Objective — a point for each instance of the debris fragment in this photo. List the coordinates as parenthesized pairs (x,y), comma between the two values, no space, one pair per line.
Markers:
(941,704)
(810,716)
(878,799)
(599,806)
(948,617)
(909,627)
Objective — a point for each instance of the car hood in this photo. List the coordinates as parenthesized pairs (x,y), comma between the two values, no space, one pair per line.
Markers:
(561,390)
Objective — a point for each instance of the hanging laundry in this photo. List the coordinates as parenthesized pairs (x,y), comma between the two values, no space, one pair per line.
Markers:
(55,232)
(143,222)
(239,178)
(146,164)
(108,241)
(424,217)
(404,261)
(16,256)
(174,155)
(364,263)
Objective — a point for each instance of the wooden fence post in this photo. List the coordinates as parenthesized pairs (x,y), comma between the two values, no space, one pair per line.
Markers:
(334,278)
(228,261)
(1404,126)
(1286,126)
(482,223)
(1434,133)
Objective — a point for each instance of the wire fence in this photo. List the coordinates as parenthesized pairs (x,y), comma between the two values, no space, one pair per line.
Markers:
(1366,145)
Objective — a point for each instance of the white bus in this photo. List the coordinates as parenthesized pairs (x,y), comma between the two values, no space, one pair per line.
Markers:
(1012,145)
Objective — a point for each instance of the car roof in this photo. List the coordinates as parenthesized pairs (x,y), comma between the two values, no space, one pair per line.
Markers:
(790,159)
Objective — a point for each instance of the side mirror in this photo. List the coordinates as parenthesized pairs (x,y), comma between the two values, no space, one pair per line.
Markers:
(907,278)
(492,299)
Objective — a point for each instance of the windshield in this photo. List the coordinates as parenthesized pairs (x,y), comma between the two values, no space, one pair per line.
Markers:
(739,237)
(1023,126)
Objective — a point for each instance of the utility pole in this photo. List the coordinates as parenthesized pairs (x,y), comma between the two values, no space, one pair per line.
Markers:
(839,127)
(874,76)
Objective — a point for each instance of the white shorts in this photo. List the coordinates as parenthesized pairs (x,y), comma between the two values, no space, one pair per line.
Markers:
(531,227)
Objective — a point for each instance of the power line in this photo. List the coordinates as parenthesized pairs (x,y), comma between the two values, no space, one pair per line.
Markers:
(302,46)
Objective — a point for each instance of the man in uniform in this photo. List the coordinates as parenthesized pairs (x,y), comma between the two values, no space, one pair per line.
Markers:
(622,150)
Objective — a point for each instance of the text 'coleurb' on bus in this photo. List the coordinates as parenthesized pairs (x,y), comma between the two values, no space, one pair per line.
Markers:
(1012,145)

::::::

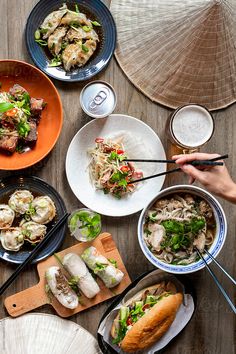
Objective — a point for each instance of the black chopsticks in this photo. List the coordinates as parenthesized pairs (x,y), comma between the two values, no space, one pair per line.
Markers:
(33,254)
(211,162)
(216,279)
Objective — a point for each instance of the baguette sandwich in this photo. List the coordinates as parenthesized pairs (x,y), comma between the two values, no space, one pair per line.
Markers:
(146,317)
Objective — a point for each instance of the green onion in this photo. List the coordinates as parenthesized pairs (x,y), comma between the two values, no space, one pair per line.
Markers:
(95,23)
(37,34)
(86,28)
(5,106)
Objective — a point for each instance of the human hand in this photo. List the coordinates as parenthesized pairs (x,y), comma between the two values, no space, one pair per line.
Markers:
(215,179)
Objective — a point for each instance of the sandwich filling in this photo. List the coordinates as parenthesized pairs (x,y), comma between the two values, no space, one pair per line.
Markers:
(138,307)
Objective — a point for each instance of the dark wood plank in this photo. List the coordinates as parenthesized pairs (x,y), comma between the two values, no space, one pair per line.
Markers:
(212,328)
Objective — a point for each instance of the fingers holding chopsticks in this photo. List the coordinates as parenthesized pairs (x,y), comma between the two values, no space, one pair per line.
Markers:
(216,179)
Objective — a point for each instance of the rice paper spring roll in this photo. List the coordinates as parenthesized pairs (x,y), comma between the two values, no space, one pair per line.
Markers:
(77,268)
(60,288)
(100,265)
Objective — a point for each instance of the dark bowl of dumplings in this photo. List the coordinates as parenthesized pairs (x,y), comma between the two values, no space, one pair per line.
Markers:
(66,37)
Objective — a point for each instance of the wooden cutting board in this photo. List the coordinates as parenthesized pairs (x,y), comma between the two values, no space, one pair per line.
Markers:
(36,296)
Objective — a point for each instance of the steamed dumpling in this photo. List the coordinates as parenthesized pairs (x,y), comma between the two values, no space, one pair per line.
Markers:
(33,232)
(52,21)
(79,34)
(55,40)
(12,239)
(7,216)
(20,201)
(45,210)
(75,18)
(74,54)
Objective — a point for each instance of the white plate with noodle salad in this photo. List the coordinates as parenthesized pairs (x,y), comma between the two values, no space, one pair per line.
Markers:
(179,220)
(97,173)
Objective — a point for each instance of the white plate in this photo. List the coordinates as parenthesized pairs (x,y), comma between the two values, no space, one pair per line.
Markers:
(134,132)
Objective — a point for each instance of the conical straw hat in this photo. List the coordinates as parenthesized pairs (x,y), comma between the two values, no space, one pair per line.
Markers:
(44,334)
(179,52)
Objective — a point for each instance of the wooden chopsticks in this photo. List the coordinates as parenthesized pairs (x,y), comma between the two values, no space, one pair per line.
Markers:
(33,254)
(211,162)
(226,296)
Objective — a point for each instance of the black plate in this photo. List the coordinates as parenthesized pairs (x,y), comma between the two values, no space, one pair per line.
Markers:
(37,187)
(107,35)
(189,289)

::::::

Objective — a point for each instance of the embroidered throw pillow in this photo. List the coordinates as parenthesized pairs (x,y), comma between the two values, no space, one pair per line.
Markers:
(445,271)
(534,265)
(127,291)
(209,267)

::::::

= TASK OBJECTIVE =
How many lines in the records include the word "white"? Give only the number.

= ANSWER IN FULL =
4